● **Problem requirements**:
Find each line below that includes "field", then copy it.

● **Provided data**:
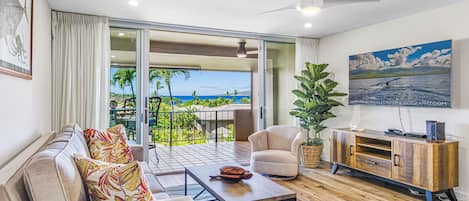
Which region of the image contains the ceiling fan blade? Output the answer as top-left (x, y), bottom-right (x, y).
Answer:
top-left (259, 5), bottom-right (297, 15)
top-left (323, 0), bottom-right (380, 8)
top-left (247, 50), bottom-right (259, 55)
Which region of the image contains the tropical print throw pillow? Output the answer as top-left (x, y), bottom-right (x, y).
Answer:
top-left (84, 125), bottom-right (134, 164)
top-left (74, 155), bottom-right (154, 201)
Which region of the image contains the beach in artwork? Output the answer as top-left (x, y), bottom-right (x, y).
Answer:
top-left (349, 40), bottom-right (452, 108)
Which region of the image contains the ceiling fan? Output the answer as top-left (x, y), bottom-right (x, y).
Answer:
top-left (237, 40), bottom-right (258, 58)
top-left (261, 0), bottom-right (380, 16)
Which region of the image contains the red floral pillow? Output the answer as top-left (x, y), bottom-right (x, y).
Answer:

---

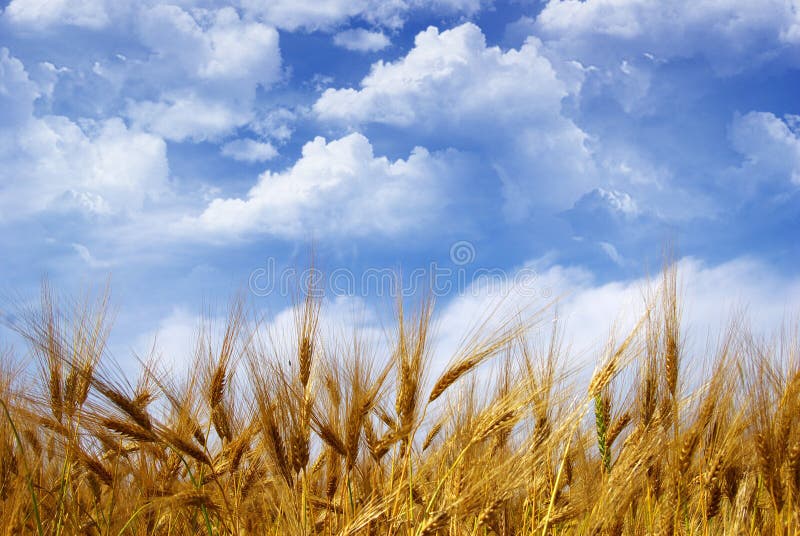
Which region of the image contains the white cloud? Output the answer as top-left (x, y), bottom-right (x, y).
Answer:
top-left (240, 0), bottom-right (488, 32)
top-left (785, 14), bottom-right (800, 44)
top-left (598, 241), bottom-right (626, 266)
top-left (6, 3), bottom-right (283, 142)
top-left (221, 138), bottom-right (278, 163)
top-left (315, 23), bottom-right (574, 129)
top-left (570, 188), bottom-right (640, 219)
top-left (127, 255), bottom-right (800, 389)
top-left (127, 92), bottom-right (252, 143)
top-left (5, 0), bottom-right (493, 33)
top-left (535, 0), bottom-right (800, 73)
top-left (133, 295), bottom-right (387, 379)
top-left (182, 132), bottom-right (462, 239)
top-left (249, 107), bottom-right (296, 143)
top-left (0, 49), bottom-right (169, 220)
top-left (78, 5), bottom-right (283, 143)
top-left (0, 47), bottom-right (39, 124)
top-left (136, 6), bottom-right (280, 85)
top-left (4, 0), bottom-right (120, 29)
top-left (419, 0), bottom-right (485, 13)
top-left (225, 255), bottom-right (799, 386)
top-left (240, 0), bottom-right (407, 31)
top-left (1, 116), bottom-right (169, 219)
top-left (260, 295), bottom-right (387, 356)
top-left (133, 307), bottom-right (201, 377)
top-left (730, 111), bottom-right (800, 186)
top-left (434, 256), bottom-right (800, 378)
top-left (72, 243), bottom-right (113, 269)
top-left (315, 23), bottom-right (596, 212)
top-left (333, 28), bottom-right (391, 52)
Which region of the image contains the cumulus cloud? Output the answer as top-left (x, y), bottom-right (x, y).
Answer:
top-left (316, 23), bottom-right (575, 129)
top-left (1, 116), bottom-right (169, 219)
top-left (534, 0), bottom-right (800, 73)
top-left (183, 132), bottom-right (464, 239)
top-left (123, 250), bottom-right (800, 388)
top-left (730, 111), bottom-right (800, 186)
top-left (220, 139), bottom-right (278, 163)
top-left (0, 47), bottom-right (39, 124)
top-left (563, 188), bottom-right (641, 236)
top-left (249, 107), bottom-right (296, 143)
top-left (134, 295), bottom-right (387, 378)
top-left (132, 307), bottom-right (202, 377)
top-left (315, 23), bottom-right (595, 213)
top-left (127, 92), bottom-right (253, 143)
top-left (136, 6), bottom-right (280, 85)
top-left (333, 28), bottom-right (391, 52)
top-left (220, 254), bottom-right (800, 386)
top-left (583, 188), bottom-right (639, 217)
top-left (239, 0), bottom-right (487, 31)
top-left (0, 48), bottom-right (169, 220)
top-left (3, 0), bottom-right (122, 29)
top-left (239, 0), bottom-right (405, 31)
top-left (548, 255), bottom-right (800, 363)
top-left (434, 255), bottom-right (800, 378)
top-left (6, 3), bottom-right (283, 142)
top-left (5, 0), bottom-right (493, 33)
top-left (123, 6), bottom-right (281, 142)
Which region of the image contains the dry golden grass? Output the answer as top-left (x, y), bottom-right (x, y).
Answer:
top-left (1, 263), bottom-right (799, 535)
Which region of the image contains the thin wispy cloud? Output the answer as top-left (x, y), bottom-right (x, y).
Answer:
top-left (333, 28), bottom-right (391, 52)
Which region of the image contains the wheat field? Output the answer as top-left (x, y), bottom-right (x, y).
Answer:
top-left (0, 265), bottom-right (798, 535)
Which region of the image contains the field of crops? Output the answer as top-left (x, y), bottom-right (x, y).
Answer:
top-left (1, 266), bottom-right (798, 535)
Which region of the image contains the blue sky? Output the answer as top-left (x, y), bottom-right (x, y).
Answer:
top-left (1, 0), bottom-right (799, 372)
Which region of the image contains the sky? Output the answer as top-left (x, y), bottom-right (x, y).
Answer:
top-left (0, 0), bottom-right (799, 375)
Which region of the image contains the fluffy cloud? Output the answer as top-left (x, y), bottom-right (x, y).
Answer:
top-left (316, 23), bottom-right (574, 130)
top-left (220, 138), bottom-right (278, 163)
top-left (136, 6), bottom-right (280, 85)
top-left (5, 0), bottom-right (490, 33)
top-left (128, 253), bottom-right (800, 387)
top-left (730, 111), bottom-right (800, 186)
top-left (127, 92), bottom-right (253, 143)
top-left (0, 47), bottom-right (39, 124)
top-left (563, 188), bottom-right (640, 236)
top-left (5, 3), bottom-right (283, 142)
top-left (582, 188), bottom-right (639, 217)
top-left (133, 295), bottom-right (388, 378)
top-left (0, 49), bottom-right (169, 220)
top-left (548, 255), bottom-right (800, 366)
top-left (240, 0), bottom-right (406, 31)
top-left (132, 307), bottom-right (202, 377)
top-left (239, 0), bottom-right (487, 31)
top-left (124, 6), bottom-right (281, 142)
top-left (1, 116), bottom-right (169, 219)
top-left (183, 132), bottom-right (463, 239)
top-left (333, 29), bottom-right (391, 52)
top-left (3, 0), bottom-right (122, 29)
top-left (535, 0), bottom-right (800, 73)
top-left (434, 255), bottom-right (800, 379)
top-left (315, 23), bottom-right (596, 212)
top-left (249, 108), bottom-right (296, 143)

● **Solution for this problem**:
Which region of the image contains the wheat field? Output the answer as top-left (x, y), bottom-right (x, y).
Which region of the image contains the field of crops? Output the answer as top-left (x, y), bottom-right (x, y).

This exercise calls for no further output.